- What you need to do
1/ Copy the train-ride piece below verbatim, from "I imagine we" up to and including "hundreds of weddings.".
2/ In the train-ride piece below, what does the writer say will be bought from the shop on the way to the station?

- Source

════════

19 stops to you. “Approaching Potomac.” 18. 18 stops to you. Your icy, glass eyes. 10 minutes late but you, you are 15. 15 minutes late.
I imagine we will kiss on the bridge, much like the night before. $100 on my ring, $100 on yours. I’ll buy the crazy dress from the shop on the way to the station. We will celebrate on my grandfather’s farm, long since state property and the home to hundreds of weddings.
“Approaching Coast.” 12 stops. 12 stops till I meet you in the dark, icy “T” station and hand you back your sweatshirt. 12 stops until I jump the train back home, outbound.
“Approaching Fallowfield.” 11 stops. Halfway between fairytale and losing a friend. I blame this on you. If it weren’t for you I wouldn’t have hung honey off of my tongue. Wouldn’t have started this madness that has left me exhausted and numb, heading in bound on a trip destined for failure before it was ever conceived.
An old man sits down in front of me. The smell of old cigarettes wafts across the ways. He gets off as quickly as he enters, a figment of my drunken disillusions.
“Approaching Station Square.” Four stops to you. My drunkeness giving way to slow, mind consuming exhaustion. I die to taste your lips upon mine once more, feel your body lifting through your clothes and pressing against mine.
First Avenue and two. Steel Plaza and one. The driver bids good night to the patron exiting, dressed in black. The city is lit in the backdrop, lights pooling across the top of the water. We dissapear underground and all is lost to me.
“Approaching Wood Street.”
Notes: I’m not entirely sure who this was written about, it’s followed by a rough match stick figure study for what I was calling “The Red Coat” at the time. This was later renamed “The Whore” Which is above. I’ll try to get these scanned and posted. Looking further ahead in the journal, it may be from my relationship with a leprechaun.

════════

- Source data
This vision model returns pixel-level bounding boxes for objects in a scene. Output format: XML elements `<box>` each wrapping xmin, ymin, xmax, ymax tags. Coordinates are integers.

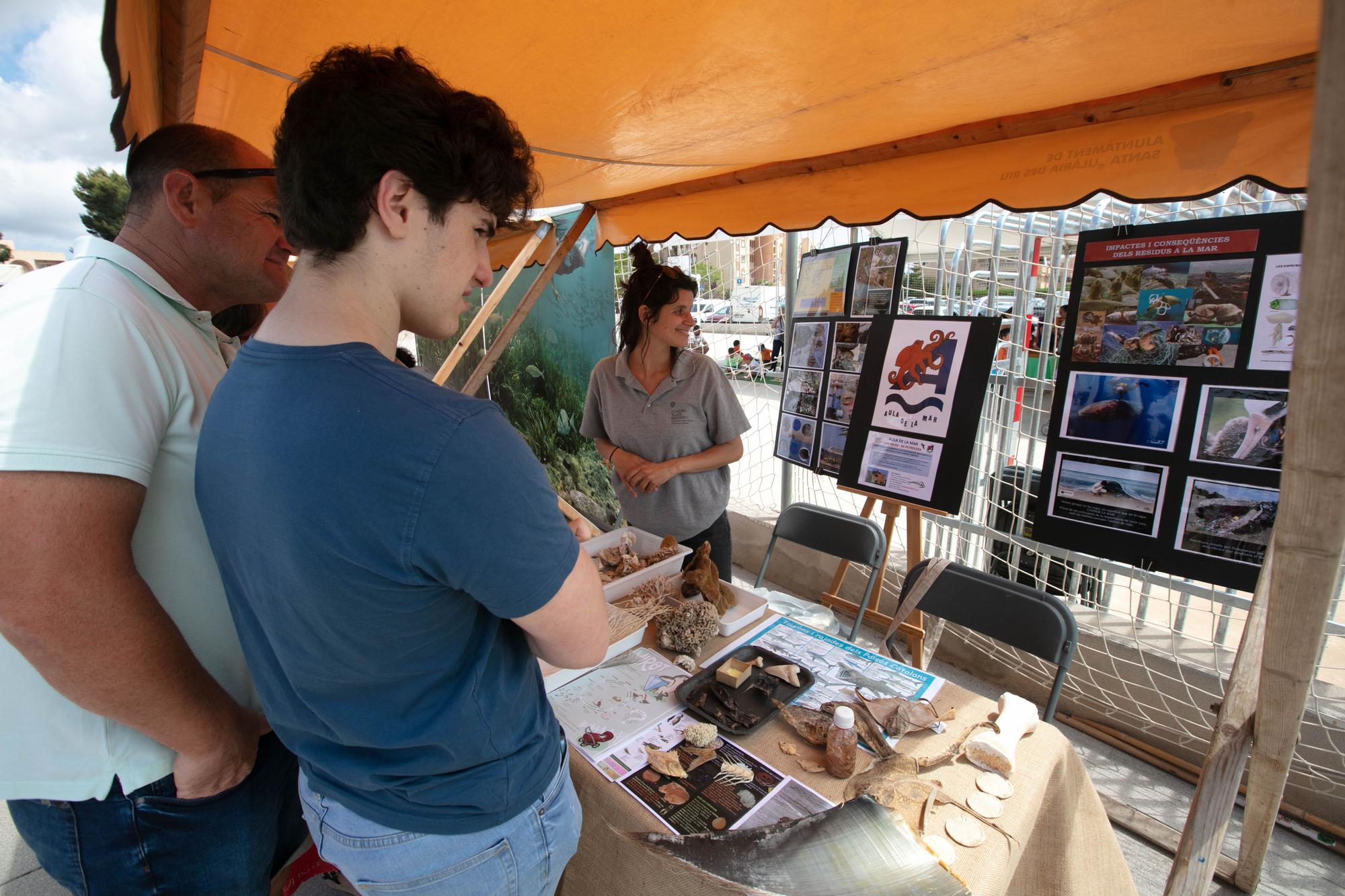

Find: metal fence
<box><xmin>617</xmin><ymin>183</ymin><xmax>1345</xmax><ymax>822</ymax></box>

════════

- Answers by task
1/
I imagine we will kiss on the bridge, much like the night before. $100 on my ring, $100 on yours. I’ll buy the crazy dress from the shop on the way to the station. We will celebrate on my grandfather’s farm, long since state property and the home to hundreds of weddings.

2/ The crazy dress.